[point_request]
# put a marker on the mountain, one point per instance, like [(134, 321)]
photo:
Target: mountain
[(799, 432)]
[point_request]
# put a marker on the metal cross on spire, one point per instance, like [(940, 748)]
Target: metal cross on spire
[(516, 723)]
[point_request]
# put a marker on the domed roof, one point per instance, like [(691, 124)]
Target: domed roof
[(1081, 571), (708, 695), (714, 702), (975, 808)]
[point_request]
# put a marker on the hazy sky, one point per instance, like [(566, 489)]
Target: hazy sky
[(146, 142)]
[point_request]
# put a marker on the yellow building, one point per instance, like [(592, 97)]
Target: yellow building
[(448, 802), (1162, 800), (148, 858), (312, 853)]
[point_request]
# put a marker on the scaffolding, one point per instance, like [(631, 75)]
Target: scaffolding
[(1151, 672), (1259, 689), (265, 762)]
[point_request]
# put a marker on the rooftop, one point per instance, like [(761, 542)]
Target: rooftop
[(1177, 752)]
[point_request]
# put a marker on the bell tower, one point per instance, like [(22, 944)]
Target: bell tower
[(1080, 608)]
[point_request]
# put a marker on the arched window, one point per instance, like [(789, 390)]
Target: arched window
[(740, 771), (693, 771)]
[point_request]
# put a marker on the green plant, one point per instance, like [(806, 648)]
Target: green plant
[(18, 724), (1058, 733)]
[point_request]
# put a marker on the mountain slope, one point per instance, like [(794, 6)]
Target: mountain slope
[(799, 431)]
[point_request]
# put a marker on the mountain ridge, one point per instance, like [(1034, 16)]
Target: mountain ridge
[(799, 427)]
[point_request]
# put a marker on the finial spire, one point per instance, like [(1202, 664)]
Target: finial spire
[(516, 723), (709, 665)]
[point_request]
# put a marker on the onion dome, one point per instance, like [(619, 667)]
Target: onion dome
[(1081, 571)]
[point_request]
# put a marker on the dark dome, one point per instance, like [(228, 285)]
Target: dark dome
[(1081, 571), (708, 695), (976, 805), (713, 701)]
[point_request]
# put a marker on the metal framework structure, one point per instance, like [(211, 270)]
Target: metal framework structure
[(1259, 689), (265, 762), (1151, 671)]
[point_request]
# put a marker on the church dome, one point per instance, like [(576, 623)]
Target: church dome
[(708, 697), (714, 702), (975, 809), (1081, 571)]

**What is required**
How many lines in the material above contain the word "window"? Reply with the number alone.

**Output for this exercise**
2